__MATERIAL PROVIDED__
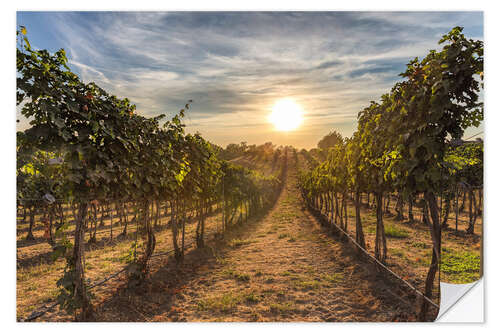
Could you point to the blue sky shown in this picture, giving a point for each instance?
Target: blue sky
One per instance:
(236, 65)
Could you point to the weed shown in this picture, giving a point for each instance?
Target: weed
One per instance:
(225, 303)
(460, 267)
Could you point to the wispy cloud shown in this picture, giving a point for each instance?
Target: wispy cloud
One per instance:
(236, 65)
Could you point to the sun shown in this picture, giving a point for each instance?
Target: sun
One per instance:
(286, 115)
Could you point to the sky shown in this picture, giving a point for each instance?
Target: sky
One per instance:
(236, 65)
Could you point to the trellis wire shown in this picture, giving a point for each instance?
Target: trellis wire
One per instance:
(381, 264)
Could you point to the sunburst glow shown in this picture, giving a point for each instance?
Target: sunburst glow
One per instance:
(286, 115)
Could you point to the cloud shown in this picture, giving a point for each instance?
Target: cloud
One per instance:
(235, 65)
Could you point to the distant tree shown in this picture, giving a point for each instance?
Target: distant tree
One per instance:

...

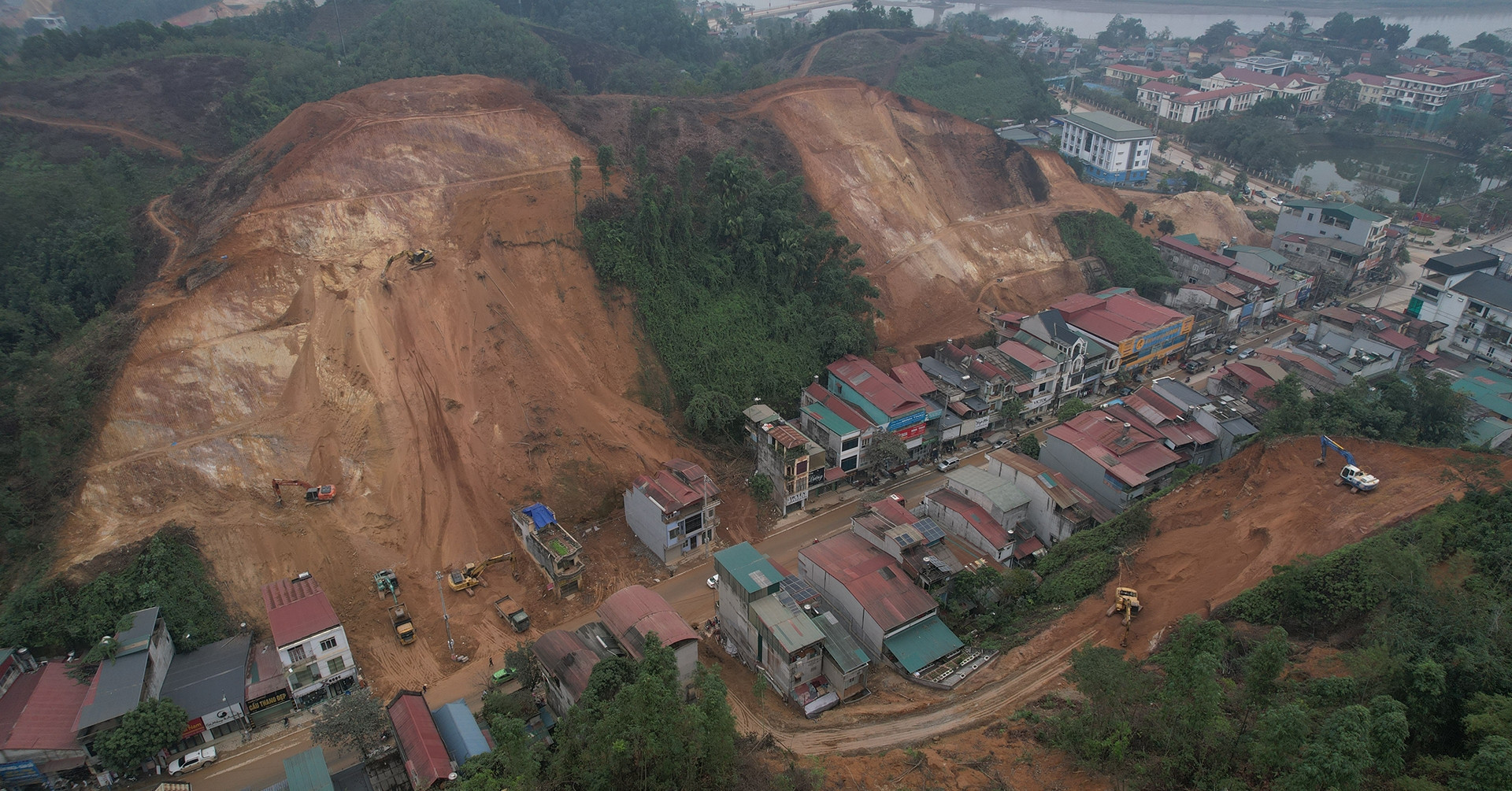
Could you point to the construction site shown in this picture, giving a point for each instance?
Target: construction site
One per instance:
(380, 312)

...

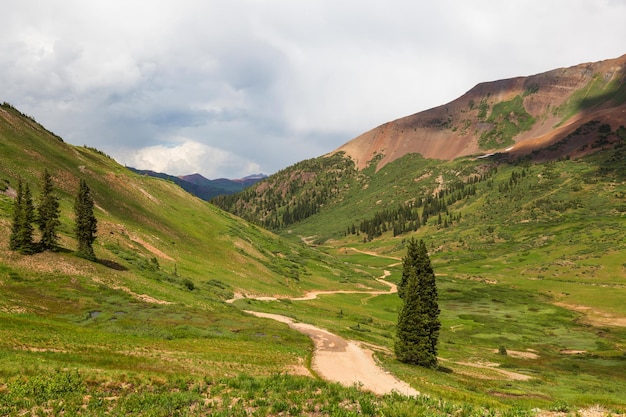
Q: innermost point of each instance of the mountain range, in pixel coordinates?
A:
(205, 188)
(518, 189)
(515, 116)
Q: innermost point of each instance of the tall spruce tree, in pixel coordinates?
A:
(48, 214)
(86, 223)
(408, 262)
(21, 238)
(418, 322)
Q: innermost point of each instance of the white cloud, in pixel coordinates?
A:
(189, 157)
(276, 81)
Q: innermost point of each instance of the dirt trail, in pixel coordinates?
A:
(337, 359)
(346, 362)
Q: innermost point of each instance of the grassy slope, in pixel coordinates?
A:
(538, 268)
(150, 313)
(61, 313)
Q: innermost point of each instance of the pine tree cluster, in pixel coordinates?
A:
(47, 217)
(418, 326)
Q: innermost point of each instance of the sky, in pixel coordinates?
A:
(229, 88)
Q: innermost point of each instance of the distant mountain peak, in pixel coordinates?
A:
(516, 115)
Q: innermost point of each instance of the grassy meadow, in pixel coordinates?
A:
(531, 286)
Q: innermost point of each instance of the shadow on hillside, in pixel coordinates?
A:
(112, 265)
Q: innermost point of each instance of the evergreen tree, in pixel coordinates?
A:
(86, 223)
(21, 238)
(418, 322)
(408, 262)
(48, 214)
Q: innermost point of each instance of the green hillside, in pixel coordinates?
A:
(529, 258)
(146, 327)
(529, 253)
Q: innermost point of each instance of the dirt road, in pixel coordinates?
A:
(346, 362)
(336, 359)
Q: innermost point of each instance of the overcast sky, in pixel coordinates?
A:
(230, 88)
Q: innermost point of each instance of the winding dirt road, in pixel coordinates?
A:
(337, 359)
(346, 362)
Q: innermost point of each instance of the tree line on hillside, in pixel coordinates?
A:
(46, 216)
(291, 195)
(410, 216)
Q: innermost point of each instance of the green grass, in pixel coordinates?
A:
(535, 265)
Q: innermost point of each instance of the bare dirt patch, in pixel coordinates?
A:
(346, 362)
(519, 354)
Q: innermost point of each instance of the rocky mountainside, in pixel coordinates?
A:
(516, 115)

__OBJECTIVE__
Pull out each line of the records above that contains the string "grassy", and copy each one in full.

__EXERCISE OUTPUT__
Q: innermost point of each instance of the grassy slope, in pixel coordinates?
Q: innermost point of each instance of the grassy meadow, in pixel coordinates?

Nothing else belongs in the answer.